EXTRAIT DE PAGE »
####

Figaro Nautisme : On connait l’impressionnante carrière du basketteur que vous étiez, moins celle du marin que vous êtes aujourd’hui : d’où vient votre passion pour le bateau ?
Boris Diaw : Cette passion est venue assez tard. J’ai vraiment découvert le bateau et la mer lorsque je me suis installé sur le bassin d’Arcachon en 2007. Avant je n’étais pas vraiment loin, puisque j’habitais à Bordeaux. Mais c’est à partir de ce déménagement que j’ai commencé à profiter pleinement de tout ce que la mer pouvait offrir. Je me suis acheté un semi-rigide pour pouvoir faire des sorties à la journée sur le bassin. Très vite, j’ai voulu être sur l’eau le plus souvent possible, pour pêcher ou aller me poser sur un banc de sable avec des amis... Des plaisirs simples. En parallèle, j’ai commencé à faire de plus en plus de plongée sous-marine. Et lorsque j’ai commencé à réfléchir à ce que je ferais après ma carrière de basketteur, je me suis dis que ce que j’aimais vraiment c’était voyager, découvrir de nouveaux endroits, faire des rencontres... Et quel meilleur moyen de locomotion peut-on trouver pour réaliser ce rêve qu’un bateau ? En navigant, vous pouvez accéder à tous les plus beaux endroits du monde et même les plus inaccessibles. Et quand on a la chance, comme moi, d’avoir du temps, on peut en profiter plusieurs mois par an.
J’ai découvert le catamaran en faisant une sortie plongée sur un bateau parfaitement équipé en Martinique, le bateau s’appelait Aliotis. Ensuite, j’ai fait plusieurs croisières sur des Lagoon 450, en Méditerranée de Hyères jusqu’en Corse puis aux Antilles et j’ai réalisé que c’était la plateforme idéale pour ma nouvelle vie. Après ces expériences, j’ai compris que je pouvais avoir un bateau qui soit un véritable centre de plongée itinérant.

####

MATÉRIEL FOURNI »
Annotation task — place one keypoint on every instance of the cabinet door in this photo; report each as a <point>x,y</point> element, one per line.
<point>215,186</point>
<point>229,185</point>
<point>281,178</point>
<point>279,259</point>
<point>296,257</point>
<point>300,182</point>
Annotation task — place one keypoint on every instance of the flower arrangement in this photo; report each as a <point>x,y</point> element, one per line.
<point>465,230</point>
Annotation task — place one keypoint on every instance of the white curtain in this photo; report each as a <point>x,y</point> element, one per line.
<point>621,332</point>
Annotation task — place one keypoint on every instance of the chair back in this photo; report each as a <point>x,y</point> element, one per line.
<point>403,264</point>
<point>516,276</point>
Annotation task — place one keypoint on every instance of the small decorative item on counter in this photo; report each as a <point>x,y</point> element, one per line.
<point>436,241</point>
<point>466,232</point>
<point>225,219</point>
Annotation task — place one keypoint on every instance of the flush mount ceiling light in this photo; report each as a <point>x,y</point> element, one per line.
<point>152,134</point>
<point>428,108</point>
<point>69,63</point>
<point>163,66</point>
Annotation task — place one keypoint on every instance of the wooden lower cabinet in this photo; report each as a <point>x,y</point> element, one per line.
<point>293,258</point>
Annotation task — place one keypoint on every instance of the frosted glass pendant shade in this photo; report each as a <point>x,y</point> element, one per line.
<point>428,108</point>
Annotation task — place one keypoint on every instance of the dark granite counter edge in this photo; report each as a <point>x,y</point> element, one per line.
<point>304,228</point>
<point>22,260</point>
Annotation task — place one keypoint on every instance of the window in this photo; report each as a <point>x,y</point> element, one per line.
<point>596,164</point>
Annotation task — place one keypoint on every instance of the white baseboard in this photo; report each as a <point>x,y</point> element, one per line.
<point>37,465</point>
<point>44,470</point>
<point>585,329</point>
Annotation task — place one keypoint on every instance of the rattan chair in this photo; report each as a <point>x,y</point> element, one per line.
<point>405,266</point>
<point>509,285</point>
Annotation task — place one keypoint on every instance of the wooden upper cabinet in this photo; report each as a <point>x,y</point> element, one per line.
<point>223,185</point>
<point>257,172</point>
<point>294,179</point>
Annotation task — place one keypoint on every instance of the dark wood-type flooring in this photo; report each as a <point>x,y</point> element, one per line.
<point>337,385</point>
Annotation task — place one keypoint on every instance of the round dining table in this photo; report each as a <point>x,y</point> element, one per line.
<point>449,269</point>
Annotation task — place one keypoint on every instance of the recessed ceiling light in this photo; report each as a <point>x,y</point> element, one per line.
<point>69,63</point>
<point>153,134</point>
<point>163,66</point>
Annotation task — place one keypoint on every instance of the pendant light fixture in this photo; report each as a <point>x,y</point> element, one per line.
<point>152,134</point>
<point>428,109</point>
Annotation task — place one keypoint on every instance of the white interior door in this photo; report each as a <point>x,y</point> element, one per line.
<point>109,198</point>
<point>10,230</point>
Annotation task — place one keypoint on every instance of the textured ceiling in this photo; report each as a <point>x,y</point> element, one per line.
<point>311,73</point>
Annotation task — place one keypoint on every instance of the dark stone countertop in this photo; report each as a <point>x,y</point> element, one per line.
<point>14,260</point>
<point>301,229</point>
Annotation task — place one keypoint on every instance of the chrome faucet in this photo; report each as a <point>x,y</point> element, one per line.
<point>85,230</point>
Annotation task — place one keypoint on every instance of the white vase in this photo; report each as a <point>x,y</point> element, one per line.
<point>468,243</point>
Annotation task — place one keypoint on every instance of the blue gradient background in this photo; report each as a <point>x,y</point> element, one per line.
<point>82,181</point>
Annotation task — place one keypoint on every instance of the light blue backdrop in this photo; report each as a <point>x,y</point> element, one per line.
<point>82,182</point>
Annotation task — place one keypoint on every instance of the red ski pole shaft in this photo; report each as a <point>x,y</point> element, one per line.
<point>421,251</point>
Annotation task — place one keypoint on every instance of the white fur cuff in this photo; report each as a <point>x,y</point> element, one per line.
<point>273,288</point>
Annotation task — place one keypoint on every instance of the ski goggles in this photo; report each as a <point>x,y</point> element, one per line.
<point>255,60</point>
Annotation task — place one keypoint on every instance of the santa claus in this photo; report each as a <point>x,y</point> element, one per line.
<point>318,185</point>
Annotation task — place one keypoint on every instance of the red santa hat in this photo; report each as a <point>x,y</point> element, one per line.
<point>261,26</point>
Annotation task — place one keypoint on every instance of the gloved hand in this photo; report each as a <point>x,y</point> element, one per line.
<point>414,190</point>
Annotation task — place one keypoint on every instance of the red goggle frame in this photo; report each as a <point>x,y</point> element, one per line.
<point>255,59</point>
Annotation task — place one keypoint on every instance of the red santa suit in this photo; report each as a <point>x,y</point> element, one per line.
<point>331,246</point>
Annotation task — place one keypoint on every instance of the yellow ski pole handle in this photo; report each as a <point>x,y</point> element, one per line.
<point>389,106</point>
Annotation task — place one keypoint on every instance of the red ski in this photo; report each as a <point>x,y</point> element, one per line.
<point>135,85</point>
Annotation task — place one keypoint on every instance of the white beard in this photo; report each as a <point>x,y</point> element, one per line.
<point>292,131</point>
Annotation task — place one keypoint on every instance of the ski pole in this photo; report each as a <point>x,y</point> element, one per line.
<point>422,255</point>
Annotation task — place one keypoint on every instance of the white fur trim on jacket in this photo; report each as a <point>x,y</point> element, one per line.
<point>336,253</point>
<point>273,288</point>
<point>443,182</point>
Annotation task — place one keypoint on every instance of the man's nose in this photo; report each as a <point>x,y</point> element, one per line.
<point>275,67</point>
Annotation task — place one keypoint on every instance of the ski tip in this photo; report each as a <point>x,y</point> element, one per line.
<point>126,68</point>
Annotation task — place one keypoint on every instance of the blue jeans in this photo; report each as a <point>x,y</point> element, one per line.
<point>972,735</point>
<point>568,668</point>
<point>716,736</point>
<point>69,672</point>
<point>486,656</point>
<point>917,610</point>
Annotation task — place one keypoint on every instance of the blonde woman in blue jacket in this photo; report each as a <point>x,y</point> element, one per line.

####

CONSIGNE »
Citez fidèlement, s'il vous plaît, le passage de l'entretien avec Boris Diaw situé entre « J’ai découvert le » et « de plongée itinérant. », bornes incluses.

CORRIGÉ »
J’ai découvert le catamaran en faisant une sortie plongée sur un bateau parfaitement équipé en Martinique, le bateau s’appelait Aliotis. Ensuite, j’ai fait plusieurs croisières sur des Lagoon 450, en Méditerranée de Hyères jusqu’en Corse puis aux Antilles et j’ai réalisé que c’était la plateforme idéale pour ma nouvelle vie. Après ces expériences, j’ai compris que je pouvais avoir un bateau qui soit un véritable centre de plongée itinérant.